> [What this task involves]:
If a line of the records contains the word "held", list it.

> [Exercise input]:
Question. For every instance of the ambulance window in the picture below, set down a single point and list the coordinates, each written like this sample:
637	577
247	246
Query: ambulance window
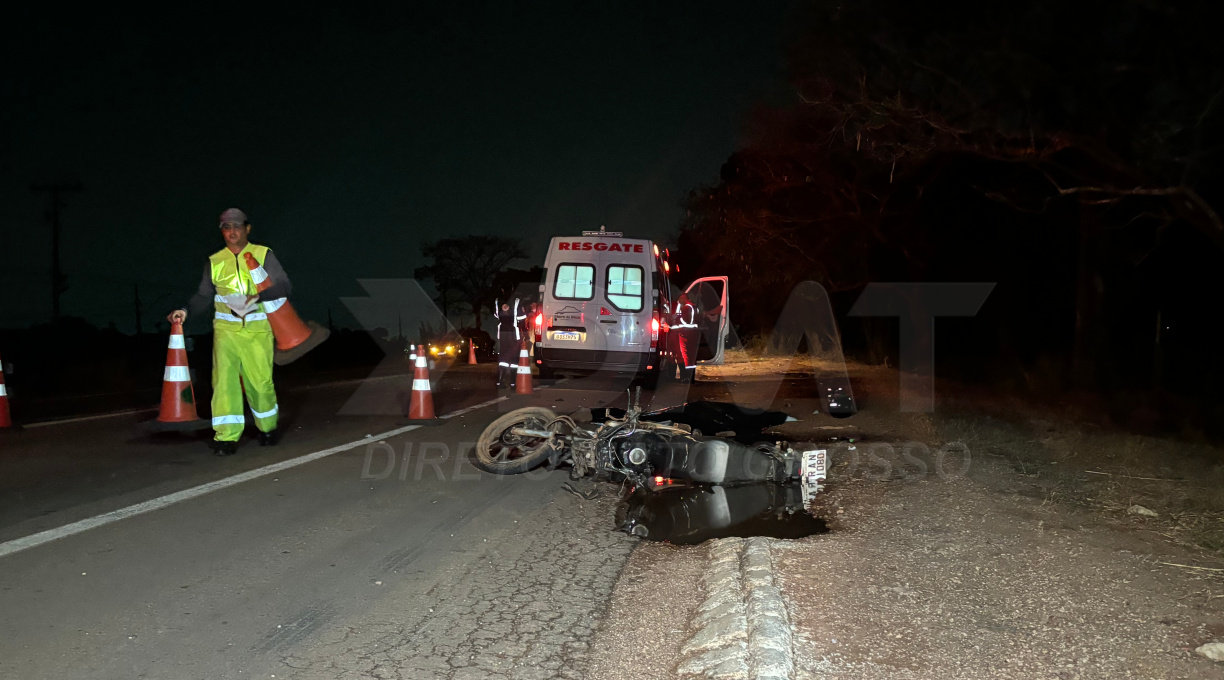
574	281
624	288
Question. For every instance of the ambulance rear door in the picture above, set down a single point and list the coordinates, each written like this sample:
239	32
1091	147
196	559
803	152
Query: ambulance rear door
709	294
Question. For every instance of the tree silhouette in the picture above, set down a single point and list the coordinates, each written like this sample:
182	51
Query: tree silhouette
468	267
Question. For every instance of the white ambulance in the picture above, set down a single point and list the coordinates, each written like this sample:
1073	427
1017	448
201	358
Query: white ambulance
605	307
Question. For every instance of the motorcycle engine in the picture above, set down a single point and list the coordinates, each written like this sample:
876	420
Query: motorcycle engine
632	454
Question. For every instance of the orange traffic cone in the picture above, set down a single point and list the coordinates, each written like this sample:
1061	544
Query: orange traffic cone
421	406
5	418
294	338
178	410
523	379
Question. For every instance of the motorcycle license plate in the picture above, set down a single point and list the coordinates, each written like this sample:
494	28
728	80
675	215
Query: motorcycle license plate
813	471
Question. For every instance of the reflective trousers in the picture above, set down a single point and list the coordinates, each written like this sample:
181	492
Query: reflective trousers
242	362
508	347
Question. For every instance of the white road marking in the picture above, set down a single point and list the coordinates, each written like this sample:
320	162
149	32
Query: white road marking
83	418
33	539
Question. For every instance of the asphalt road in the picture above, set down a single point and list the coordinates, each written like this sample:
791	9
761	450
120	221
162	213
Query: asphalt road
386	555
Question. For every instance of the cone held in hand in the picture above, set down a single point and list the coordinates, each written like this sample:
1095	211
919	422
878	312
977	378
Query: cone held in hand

...

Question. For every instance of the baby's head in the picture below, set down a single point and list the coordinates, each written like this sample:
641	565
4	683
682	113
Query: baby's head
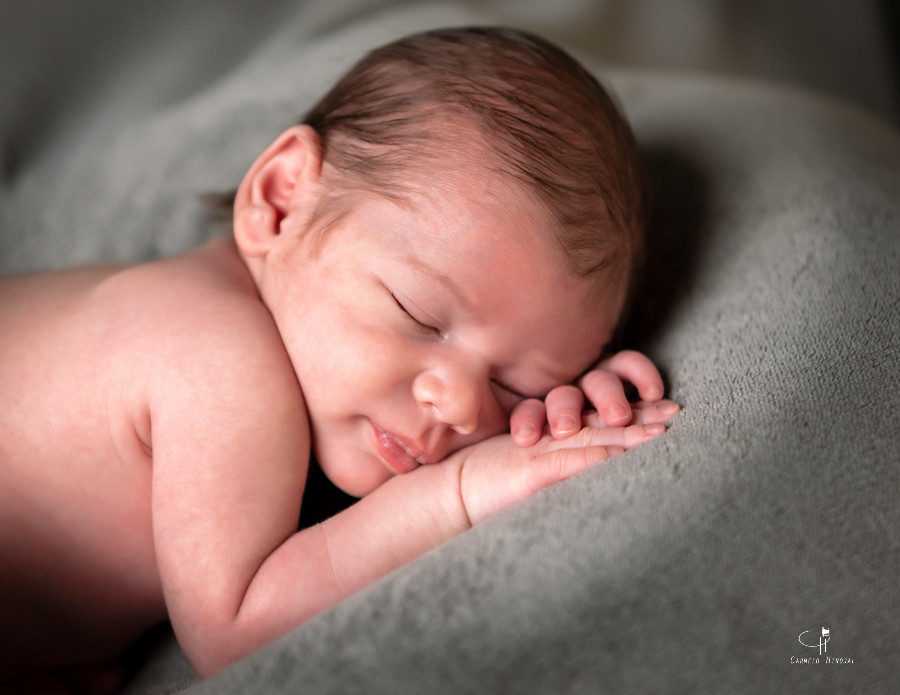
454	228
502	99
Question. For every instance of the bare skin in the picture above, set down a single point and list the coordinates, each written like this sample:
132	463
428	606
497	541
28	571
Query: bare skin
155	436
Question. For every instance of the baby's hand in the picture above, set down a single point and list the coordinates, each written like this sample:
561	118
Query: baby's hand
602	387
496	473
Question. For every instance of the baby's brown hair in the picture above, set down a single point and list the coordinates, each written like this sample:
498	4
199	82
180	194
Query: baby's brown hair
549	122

...

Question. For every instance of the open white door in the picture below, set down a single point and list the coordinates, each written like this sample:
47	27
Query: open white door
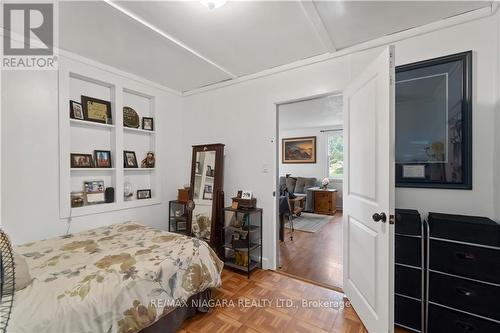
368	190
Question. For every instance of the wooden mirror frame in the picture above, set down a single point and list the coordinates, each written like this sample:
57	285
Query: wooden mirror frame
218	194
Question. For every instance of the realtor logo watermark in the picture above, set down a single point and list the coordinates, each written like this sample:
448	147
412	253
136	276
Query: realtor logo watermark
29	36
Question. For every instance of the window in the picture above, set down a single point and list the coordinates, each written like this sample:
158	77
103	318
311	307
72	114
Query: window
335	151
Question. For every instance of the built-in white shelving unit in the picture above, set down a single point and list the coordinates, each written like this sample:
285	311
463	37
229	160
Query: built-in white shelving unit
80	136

> [Solution to the problem]:
Question. For every instance of the cone held in hand in the picture above, set down a single point and list the coordinates, each written like this sample:
Query: cone held in hand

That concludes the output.